(Records)

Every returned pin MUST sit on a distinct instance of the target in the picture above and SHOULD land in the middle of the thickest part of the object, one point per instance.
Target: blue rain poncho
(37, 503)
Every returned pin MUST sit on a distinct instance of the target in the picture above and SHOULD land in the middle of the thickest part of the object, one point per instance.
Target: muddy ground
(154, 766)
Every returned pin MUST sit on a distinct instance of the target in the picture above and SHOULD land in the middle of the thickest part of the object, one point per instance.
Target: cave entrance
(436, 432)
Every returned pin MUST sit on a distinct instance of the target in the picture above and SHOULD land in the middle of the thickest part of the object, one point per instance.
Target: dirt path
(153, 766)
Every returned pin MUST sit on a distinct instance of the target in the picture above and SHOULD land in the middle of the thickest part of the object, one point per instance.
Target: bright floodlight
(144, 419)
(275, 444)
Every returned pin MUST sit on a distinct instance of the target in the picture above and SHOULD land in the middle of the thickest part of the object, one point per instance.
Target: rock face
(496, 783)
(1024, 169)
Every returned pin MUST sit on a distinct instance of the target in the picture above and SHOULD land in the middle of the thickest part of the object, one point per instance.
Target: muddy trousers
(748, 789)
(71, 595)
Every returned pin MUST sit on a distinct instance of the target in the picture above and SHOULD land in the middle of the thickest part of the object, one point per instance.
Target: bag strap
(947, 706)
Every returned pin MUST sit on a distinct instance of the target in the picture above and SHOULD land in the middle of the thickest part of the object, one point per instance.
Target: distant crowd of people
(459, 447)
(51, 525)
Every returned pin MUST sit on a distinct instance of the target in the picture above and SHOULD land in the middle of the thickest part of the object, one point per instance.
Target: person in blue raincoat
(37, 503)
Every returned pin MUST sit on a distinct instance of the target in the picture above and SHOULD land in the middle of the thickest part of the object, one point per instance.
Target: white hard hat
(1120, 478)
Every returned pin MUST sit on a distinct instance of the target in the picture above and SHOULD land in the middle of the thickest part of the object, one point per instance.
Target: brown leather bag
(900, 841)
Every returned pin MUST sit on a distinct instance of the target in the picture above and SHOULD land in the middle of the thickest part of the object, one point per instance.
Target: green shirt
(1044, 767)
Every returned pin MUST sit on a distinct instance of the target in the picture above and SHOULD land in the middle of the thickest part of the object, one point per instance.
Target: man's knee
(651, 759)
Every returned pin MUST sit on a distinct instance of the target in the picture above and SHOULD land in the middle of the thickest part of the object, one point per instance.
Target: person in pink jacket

- [Instruction]
Working from the material above, retype it in its entirety without change.

- [The reply]
Every returned pin MUST sit on a distinct instance of the target in the picture above and SHOULD land in the middle of the thickest part of the object, one point per instance.
Target: blue rain poncho
(37, 503)
Every returned pin MUST sit on a distinct instance of the target in the picture above and SHOULD land in the middle of the thickest part of the object, one point per instance.
Target: muddy ground
(154, 766)
Every returned pin MUST sit on a distinct instance of the target in the picture above and SHOULD land in the middle of the thickest part of the object, one point per instance.
Target: cave entrance
(436, 432)
Every returned pin MUST sit on a distinct instance of the target in the picture above and SHOULD land in the middle of the thickest part of the object, one point per instance.
Target: dirt path
(153, 766)
Every returned pin MUST sit on a distinct instance of the target in the picture above and SHOULD land in the middle of the thickest part of the object, one point per instance.
Target: bright floodlight
(144, 419)
(275, 444)
Every returned pin MUST sit on a distinct instance of the target in the picture above and SHOULD land in the middle of the thickest part of the object, one point per instance.
Target: rock face
(496, 783)
(1024, 169)
Every returned pin MUST sit on a distinct instance of the target in the picture above and SHOULD land in the middle of the thickest part of the object, one point per instance.
Target: muddy trousers
(748, 789)
(71, 595)
Every returned pin MUST sit on a distinct instance of the target in the picture above and SHOULD land in the middle of the thickest part of the object, one point per instance.
Target: bag strap
(947, 706)
Every returned pin MUST sit on a distinct instance of the target in the picture above and SHOULD land in the middle of the thickest part of the object, one point per instance.
Target: distant crowd of people
(459, 447)
(51, 525)
Every returned pin MUST sit on a distinct instance of the target in the picture above and SHOULD land in the middle of the thickest part of the object, one point per instance.
Target: person in blue raincoat
(37, 503)
Every returned pin MUST sit on a distinct instance of the target in the picture above and SHOULD land in the middle of the thickest part of the object, one point per instance.
Target: white hard hat
(1120, 478)
Every returned pin MUST sit on a distinct instance of the target in the picture above and SHOULD land in the middle of the thickest part of the object, one point per instance.
Target: brown leather bag
(900, 841)
Every returned pin MUST sit on a distinct instance of the target in the picture above and SHOULD land in the middle of the thickest part of the object, one point per instance.
Target: green shirt
(1044, 767)
Every returned pin MUST sit on a distinct instance of the target in the picture above and SHOULD land in the middle of the thickest part of the object, one point per instance.
Target: man's knee
(651, 759)
Every returned pin MUST sit on a distinct instance of the target in the picture above and SHOULD land in the middle of the thickest part of the object, one point per instance.
Target: person in pink jacket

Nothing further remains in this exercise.